## SUPPLIED RECORDS
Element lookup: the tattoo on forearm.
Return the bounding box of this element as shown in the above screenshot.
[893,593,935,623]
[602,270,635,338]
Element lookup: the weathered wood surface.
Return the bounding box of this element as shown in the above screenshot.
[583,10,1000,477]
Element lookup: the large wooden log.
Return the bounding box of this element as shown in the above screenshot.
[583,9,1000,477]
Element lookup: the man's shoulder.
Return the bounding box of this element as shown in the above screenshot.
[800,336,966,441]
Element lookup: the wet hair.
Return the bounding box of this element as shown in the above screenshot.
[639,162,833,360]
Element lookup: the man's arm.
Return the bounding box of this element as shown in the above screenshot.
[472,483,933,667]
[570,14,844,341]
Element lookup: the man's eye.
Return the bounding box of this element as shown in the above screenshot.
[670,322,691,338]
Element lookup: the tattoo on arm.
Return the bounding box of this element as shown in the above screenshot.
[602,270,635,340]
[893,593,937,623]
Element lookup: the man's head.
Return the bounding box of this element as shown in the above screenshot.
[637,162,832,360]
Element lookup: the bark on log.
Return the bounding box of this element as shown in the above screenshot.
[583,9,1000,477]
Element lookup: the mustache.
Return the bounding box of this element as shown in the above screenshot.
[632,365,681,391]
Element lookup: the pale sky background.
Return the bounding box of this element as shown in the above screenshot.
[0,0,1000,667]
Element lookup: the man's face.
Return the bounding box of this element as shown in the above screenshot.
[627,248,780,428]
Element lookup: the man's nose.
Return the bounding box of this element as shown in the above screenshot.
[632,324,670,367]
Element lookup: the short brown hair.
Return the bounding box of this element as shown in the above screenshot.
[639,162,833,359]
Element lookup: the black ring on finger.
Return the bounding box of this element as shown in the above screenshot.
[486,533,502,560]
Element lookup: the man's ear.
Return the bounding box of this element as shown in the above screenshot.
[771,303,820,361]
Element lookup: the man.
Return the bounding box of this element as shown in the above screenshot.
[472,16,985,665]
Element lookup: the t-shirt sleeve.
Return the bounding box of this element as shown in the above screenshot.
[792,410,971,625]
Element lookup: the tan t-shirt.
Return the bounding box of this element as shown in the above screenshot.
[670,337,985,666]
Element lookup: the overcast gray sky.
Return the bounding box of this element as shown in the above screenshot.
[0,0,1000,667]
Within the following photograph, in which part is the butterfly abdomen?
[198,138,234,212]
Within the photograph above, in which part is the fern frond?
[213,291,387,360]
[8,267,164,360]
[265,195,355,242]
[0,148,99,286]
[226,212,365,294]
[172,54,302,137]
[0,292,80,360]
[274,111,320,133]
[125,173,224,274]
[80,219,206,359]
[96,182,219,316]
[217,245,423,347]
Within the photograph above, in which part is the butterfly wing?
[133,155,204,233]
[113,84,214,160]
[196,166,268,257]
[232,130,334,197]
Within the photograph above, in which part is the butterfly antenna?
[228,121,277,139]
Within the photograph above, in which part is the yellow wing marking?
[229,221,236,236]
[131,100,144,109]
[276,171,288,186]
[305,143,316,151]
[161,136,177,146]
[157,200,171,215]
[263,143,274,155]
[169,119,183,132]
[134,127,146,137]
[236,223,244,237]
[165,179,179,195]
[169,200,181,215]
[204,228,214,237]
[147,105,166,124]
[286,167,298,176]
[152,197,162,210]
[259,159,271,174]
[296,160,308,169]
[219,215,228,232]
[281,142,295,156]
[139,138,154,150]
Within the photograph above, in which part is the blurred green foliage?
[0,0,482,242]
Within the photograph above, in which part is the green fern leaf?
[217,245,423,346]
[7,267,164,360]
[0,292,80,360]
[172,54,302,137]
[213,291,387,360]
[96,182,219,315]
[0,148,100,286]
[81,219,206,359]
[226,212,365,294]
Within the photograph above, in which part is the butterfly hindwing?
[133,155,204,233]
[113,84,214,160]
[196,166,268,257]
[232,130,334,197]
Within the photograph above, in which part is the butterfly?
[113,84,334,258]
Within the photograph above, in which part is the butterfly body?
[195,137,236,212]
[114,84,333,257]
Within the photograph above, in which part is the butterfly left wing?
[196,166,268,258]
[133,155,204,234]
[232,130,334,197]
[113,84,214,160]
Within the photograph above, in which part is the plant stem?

## GIVEN REQUEST
Format every line of the material above as a Markdown table with the columns "No." and "Line," skipping blank lines.

## RESULT OF THE EXERCISE
| No. | Line |
|---|---|
| 1 | Element lookup: the tattoo on forearm. |
| 2 | Return the bounding box of this element as shown in the above screenshot. |
| 3 | [893,593,935,623] |
| 4 | [602,270,635,338] |
| 5 | Element lookup: the weathered wood surface. |
| 6 | Return the bounding box of this element as shown in the above screenshot. |
| 7 | [583,10,1000,477] |
| 8 | Element lookup: the large wooden log. |
| 9 | Return the bounding box of this element as shown in the above screenshot. |
| 10 | [583,9,1000,477] |
| 11 | Element lookup: the man's shoulder. |
| 12 | Return the bounding box of this element as shown in the above screenshot. |
| 13 | [800,336,966,441] |
| 14 | Element lookup: the wet hair. |
| 15 | Return the bounding box of this element as shown in the above screenshot. |
| 16 | [639,162,833,360] |
| 17 | Element lookup: the man's arm. |
| 18 | Return the bounding box of this element as shown in the above screenshot. |
| 19 | [472,483,933,667] |
| 20 | [570,14,844,341] |
| 21 | Element lookup: the man's eye. |
| 22 | Return the bounding box of this element as shown in the above screenshot. |
| 23 | [670,322,691,338] |
| 24 | Element lookup: the tattoo on arm. |
| 25 | Return the bounding box of this element as shown in the above screenshot. |
| 26 | [602,270,635,340] |
| 27 | [893,593,937,623] |
| 28 | Element lookup: the man's head. |
| 29 | Return the bounding box of this element as shown in the above screenshot. |
| 30 | [637,162,832,360] |
| 31 | Element lookup: the bark on log. |
| 32 | Return the bounding box of this element as shown in the above screenshot. |
| 33 | [583,9,1000,477] |
| 34 | Element lookup: the mustache. |
| 35 | Return the bounding box of this element as shown in the above screenshot. |
| 36 | [632,365,681,391] |
| 37 | Element lookup: the pale sky background. |
| 38 | Return the bounding box of this element as shown in the above screenshot. |
| 39 | [0,0,1000,667] |
| 40 | Element lookup: the man's face. |
| 41 | Return the bounding box of this element as shown in the above screenshot. |
| 42 | [627,248,780,428] |
| 43 | Element lookup: the man's nose. |
| 44 | Return the bounding box of this element as shown in the above screenshot. |
| 45 | [632,324,670,367] |
| 46 | Element lookup: the short brown hair. |
| 47 | Return the bounding box of this element as shown in the above screenshot. |
| 48 | [639,162,833,359] |
| 49 | Element lookup: the black ring on finger. |
| 50 | Return the bounding box of this element as shown in the above screenshot. |
| 51 | [486,533,502,560] |
| 52 | Element lookup: the man's ear. |
| 53 | Return the bounding box of this element as shown in the above screenshot. |
| 54 | [771,303,820,361] |
| 55 | Element lookup: the man. |
| 56 | Return the bounding box of this element as shown in the above screenshot. |
| 57 | [472,16,985,665] |
| 58 | Element lookup: the t-shirt sleeve. |
| 59 | Return the bounding box of this element as shown in the above screenshot. |
| 60 | [792,410,971,625] |
| 61 | Element lookup: the tan t-shirt. |
| 62 | Return the bounding box of this element as shown in the above screenshot. |
| 63 | [670,337,985,666] |
| 64 | Element lookup: the overcast gray sky. |
| 65 | Return the bounding box of this element as shown in the above screenshot. |
| 66 | [0,0,1000,667] |
| 67 | Within the following photograph, in which part is the butterfly abdomen? |
| 68 | [198,138,234,212] |
| 69 | Within the photograph above, in which part is the fern frond? |
| 70 | [213,291,387,360] |
| 71 | [8,267,164,360] |
| 72 | [265,195,355,242] |
| 73 | [0,148,99,286] |
| 74 | [226,212,365,294] |
| 75 | [172,54,302,137] |
| 76 | [0,292,80,360] |
| 77 | [274,111,320,133] |
| 78 | [125,173,224,274] |
| 79 | [80,219,206,359] |
| 80 | [96,182,219,316] |
| 81 | [217,245,423,347] |
| 82 | Within the photograph above, in which part is the butterfly wing? |
| 83 | [133,155,204,233] |
| 84 | [113,84,214,160] |
| 85 | [196,166,268,257] |
| 86 | [232,130,334,197] |
| 87 | Within the photograph above, in which part is the butterfly antenna? |
| 88 | [228,121,277,139] |
| 89 | Within the photograph above, in which part is the yellow wing marking? |
| 90 | [229,221,236,236] |
| 91 | [131,100,144,109] |
| 92 | [276,171,288,186] |
| 93 | [305,143,316,151] |
| 94 | [161,136,177,146] |
| 95 | [157,200,171,215] |
| 96 | [263,143,274,155] |
| 97 | [169,119,183,132] |
| 98 | [134,127,146,137] |
| 99 | [236,223,244,237] |
| 100 | [165,179,179,195] |
| 101 | [169,200,181,215] |
| 102 | [204,228,214,237] |
| 103 | [147,105,166,124] |
| 104 | [286,167,298,176] |
| 105 | [152,197,162,210] |
| 106 | [259,159,271,174] |
| 107 | [296,160,308,169] |
| 108 | [219,215,228,232] |
| 109 | [281,142,295,156] |
| 110 | [139,138,154,150] |
| 111 | Within the photograph above, in which part is the blurred green foliage? |
| 112 | [0,0,482,242] |
| 113 | Within the photograph above, in which part is the green fern leaf? |
| 114 | [217,245,423,346] |
| 115 | [7,267,164,360] |
| 116 | [0,292,80,360] |
| 117 | [172,54,302,137] |
| 118 | [213,291,387,360] |
| 119 | [96,182,219,315] |
| 120 | [0,148,100,286] |
| 121 | [81,219,206,359] |
| 122 | [226,212,365,294] |
| 123 | Within the photograph above, in which part is the butterfly hindwing? |
| 124 | [133,155,204,233] |
| 125 | [113,84,214,160] |
| 126 | [196,166,268,257] |
| 127 | [232,130,334,197] |
| 128 | Within the photograph above, in which part is the butterfly? |
| 129 | [113,84,334,258] |
| 130 | Within the photograph above, in which part is the butterfly body? |
| 131 | [195,137,236,212] |
| 132 | [114,84,333,257] |
| 133 | Within the photograph above, in which part is the butterfly left wing? |
| 134 | [196,166,268,258] |
| 135 | [133,155,204,234] |
| 136 | [232,130,334,197] |
| 137 | [113,84,214,160] |
| 138 | Within the photograph above, in which part is the plant stem? |